── Document extract

To cut to the chase ... Rossi's claim for supplying a massive amount of
steam to a customer in an adjoining space (which no one from IH was
allowed to visit) could be instantly validated if there was indeed a
real customer using the steam.
If there was no customer, and the steam was not being used for a real
manufacturing process, then we have fraud - no matter how much reputed
steam was being supplied.
This is the issue of fact to be determined by a jury, or by the judge if
Rossi cannot present a prima facie case that there really was a real
customer using steam to manufacture a product. It's really pretty
simple, no?
Was there a customer using the steam or not?
Legal definition of Fraud - A false representation of a matter of
fact—whether by words or by conduct, by false or misleading allegations,
or by concealment of what should have been disclosed—that deceives and
is intended to deceive another so that the individual will act upon it
to her or his legal injury.

────
── Data supplied

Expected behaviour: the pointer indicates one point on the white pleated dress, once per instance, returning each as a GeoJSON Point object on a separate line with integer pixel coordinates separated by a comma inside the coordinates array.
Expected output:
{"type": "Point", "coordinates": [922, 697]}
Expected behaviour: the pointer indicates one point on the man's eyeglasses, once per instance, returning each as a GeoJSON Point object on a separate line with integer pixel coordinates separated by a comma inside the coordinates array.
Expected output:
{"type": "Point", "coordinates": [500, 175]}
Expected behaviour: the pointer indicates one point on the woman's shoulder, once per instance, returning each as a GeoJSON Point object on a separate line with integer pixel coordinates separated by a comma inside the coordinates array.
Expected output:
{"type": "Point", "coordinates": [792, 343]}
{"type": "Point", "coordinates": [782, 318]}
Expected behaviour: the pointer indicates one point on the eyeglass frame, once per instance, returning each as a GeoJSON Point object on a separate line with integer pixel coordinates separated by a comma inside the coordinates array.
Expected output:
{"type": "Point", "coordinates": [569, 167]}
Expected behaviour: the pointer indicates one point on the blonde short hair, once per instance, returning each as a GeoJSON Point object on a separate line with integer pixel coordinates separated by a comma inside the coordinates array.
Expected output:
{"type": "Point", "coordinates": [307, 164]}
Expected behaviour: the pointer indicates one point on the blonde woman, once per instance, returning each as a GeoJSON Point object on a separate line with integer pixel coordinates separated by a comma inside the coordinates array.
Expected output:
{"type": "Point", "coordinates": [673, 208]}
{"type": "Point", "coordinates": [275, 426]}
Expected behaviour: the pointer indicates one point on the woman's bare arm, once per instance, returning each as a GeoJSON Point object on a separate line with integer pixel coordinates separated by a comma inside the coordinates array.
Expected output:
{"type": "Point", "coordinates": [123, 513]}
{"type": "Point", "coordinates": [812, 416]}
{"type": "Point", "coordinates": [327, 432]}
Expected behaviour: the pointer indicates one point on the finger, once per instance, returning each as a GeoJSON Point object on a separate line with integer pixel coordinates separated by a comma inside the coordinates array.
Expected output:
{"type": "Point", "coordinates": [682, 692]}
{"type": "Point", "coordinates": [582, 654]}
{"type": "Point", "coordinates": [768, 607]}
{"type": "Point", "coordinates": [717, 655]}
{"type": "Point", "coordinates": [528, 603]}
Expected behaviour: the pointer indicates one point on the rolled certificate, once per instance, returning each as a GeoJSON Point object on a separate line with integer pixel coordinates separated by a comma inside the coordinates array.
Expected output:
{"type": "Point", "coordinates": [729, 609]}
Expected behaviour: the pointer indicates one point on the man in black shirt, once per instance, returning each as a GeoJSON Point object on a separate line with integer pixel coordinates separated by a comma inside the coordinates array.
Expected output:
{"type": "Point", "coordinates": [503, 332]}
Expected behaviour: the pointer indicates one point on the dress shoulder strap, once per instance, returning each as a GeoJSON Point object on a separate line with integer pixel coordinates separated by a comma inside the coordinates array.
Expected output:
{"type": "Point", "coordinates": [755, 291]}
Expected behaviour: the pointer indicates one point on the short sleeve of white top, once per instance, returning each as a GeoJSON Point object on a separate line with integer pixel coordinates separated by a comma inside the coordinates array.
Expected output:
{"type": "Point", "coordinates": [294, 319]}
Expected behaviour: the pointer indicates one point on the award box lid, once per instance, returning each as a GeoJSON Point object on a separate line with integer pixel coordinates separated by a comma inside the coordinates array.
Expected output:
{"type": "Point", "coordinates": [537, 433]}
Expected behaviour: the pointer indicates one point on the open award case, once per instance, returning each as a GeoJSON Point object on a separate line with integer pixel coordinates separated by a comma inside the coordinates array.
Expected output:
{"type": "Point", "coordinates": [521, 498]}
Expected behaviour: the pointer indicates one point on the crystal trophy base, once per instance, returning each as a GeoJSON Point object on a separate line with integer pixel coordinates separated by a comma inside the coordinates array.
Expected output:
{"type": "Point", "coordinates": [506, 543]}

────

Exercise instructions>
**a)** From the post on Rossi's steam claim, copy the stretch from "To cut to the" through "using the steam." word for word.
**b)** According to the fraud definition in the post on Rossi's steam claim, list every means by which a false representation can be made.

Results for each task>
**a)**
To cut to the chase ... Rossi's claim for supplying a massive amount of
steam to a customer in an adjoining space (which no one from IH was
allowed to visit) could be instantly validated if there was indeed a
real customer using the steam.

**b)**
- by words
- by conduct
- by false or misleading allegations
- by concealment of what should have been disclosed